— start —

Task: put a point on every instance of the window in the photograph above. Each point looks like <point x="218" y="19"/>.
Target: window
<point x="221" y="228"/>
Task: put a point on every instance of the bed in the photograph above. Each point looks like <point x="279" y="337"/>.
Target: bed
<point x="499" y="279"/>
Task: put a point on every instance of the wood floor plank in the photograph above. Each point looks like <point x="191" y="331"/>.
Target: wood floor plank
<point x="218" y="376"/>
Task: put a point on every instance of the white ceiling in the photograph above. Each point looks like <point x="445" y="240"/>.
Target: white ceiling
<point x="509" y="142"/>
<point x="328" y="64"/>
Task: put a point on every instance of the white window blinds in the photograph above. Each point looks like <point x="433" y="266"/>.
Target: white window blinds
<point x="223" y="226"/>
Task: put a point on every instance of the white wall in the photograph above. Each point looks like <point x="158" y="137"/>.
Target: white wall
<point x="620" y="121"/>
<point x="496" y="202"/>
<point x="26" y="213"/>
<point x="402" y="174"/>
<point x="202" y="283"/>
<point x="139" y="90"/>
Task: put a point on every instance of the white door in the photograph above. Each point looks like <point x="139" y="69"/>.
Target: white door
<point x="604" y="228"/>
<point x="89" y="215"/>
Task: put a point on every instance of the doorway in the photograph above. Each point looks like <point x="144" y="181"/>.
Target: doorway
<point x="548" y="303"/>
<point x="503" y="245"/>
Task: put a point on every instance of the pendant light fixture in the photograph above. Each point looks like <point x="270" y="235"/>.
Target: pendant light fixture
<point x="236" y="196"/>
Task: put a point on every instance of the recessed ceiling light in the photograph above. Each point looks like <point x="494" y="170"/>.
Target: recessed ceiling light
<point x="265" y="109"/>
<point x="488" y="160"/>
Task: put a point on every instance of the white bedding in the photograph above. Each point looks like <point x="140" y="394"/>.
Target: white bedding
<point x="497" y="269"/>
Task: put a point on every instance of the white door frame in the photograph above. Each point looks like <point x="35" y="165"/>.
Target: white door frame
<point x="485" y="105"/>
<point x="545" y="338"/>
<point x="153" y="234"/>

— end —

§ WHAT YOU ARE ASKED TO DO:
Extract each record, keeping it identical to the original.

§ EXERCISE RESULT:
Task: put a point on every instance of the window in the photograph above. Each point looks like <point x="218" y="19"/>.
Target: window
<point x="221" y="228"/>
Task: put a point on every instance of the bed in the photograph above. Each point looks like <point x="279" y="337"/>.
Target: bed
<point x="499" y="279"/>
Task: put a point on every instance of the wood floor plank in the photograph above. Each point looks like <point x="191" y="331"/>.
Target: wood floor plank
<point x="218" y="376"/>
Task: put a point on every instance of the white ceiling in the photograph above. Each point looks like <point x="445" y="240"/>.
Target: white ceiling
<point x="509" y="142"/>
<point x="328" y="64"/>
Task: put a point on every instance of the white window blinds in the photograph above. Each point looks like <point x="433" y="266"/>.
Target: white window blinds
<point x="223" y="226"/>
Task: put a point on every instance of the white wall in the photograph above. Each point looks like <point x="158" y="137"/>.
Target: white wall
<point x="620" y="121"/>
<point x="496" y="202"/>
<point x="26" y="213"/>
<point x="402" y="174"/>
<point x="202" y="283"/>
<point x="139" y="90"/>
Task: put a point on every instance of the white door in the photograph above. Each point looks like <point x="139" y="69"/>.
Target: white door
<point x="604" y="228"/>
<point x="89" y="215"/>
Task: put a point on every instance of the doorway in the photograph above. Each point looks like <point x="144" y="181"/>.
Target: doorway
<point x="548" y="303"/>
<point x="503" y="245"/>
Task: put a point on every instance of the pendant light fixture in the photograph above. Each point looks like <point x="270" y="235"/>.
Target: pendant light fixture
<point x="236" y="196"/>
Task: put a point on every instance of the recessed ceiling light in the photograph above. Each point looks like <point x="494" y="170"/>.
Target: recessed ceiling light
<point x="265" y="109"/>
<point x="488" y="160"/>
Task: put a point on every instance of the white bedding in the photograph above. Each point looks like <point x="140" y="394"/>.
Target: white bedding
<point x="497" y="269"/>
Task: put a point on every instance of the white door frame in the photograph above. Each point looks like <point x="35" y="165"/>.
Target: white door frame
<point x="485" y="105"/>
<point x="545" y="338"/>
<point x="153" y="234"/>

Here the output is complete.